Exercise set:
a. In the CHIP passage, which form of CHIP regulates insulin signaling more efficiently?
b. Extract everything from "However, scientists found" down to "states of CHIP." in the CHIP passage.
c. List each distinct word in the CHIP passage that contains "ubiquit".
___ Supplied passage
In the recent study led by Professor Dr. Thorsten Hoppe, the team used nematode Caenorhabditis elegans and human cells as models. It successfully showed that CHIP not only labels others but also labels itself with ubiquitin to prevent its dimer formation. Surprisingly, the CHIP monomer is more efficient than the CHIP dimer in regulating insulin signaling.
However, scientists found that whether CHIP works alone or as a pair depends on the state of the cell. For instance, under stress conditions, too many misfolded proteins and helper proteins bind to CHIP and prevent auto-ubiquitylation (the self-labeling of CHIP with ubiquitin). After CHIP successfully cleans up the defective proteins, it can also mark the helper proteins for degradation, allowing CHIP to ubiquitylate itself and function as a monomer again. To ensure the process functions smoothly, the scientists hypothesized there must be a balance between the monomeric and dimeric states of CHIP.
______
___ Given data
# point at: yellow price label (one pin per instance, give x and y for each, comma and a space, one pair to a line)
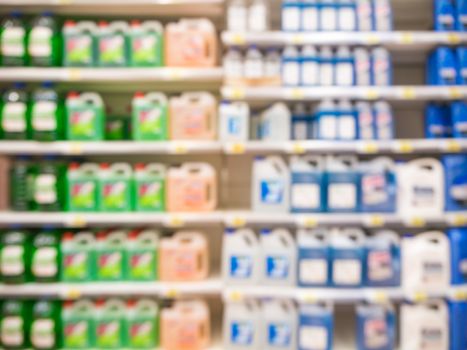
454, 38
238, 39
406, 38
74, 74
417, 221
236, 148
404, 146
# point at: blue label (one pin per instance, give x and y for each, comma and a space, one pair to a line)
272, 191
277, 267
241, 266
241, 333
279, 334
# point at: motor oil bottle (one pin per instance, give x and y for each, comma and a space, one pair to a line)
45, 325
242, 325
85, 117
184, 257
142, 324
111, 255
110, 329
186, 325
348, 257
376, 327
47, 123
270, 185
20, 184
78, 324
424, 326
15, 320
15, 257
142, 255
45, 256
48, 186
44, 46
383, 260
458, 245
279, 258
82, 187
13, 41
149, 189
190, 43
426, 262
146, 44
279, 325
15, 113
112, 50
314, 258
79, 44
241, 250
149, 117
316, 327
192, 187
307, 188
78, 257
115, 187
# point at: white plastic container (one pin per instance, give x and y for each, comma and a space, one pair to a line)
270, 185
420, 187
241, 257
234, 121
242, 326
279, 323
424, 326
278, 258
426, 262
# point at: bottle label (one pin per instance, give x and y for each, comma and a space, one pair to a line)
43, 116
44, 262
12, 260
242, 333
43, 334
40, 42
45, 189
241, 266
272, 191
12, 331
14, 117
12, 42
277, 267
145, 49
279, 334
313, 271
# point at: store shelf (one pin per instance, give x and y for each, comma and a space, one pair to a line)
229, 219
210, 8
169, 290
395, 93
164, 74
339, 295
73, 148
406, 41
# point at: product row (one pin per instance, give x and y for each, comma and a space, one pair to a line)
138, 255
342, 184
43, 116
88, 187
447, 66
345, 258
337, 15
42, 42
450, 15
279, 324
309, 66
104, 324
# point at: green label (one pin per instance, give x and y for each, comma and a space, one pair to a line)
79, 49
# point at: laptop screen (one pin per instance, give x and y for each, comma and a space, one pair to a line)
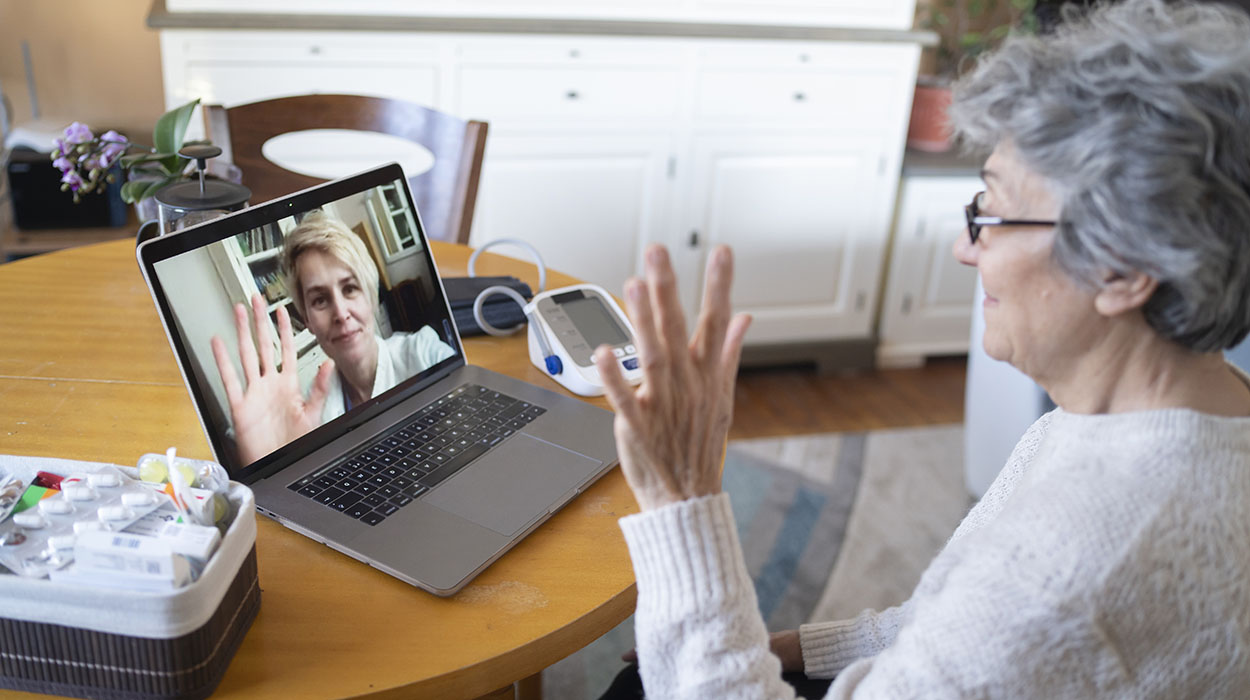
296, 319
______
___ Given data
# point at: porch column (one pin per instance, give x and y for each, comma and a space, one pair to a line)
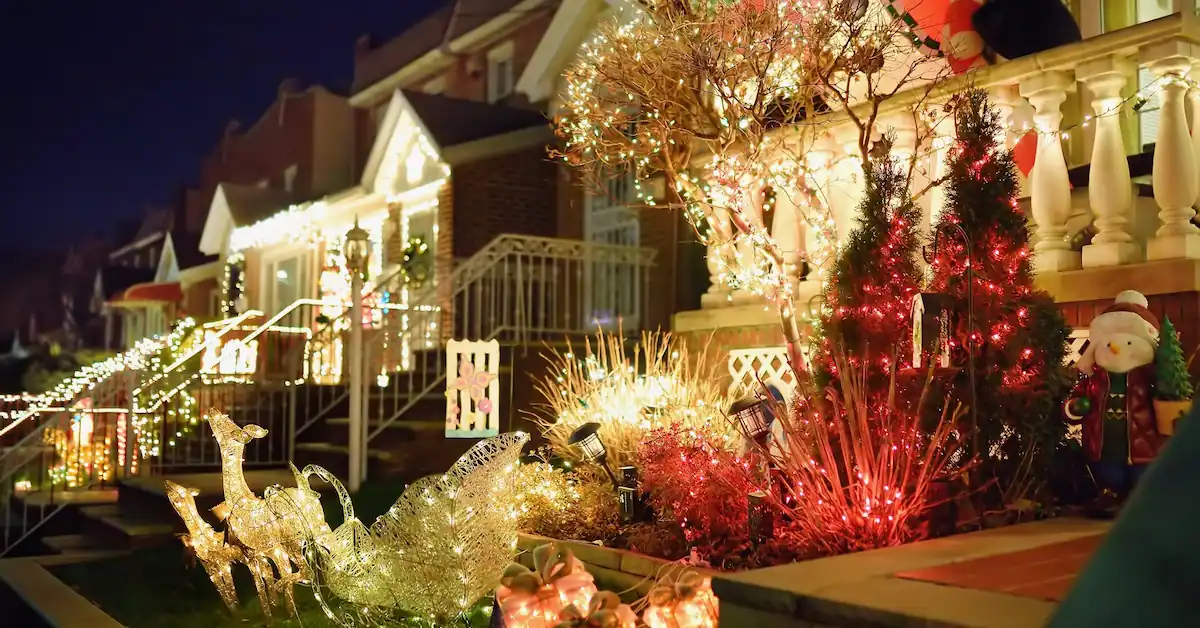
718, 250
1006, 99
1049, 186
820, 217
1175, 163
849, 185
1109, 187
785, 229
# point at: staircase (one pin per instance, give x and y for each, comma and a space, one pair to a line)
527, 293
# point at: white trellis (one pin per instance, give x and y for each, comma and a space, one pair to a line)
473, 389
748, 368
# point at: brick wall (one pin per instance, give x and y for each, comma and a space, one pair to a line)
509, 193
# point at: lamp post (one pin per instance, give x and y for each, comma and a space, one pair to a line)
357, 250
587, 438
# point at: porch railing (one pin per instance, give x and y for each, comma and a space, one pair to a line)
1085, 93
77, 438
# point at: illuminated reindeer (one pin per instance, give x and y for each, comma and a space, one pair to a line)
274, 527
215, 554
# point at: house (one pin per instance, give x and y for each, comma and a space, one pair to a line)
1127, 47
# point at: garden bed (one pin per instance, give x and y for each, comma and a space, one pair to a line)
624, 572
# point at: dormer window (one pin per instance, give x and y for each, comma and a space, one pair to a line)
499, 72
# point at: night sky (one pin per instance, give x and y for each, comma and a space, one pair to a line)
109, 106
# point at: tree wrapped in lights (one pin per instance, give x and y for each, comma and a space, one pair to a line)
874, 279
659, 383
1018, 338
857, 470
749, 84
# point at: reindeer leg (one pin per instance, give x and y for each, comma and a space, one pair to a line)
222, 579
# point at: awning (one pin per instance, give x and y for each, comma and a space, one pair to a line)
______
Answers to each task:
a. The CHIP monomer.

b.
However, scientists found that whether CHIP works alone or as a pair depends on the state of the cell. For instance, under stress conditions, too many misfolded proteins and helper proteins bind to CHIP and prevent auto-ubiquitylation (the self-labeling of CHIP with ubiquitin). After CHIP successfully cleans up the defective proteins, it can also mark the helper proteins for degradation, allowing CHIP to ubiquitylate itself and function as a monomer again. To ensure the process functions smoothly, the scientists hypothesized there must be a balance between the monomeric and dimeric states of CHIP.

c. ubiquitin, auto-ubiquitylation, ubiquitylate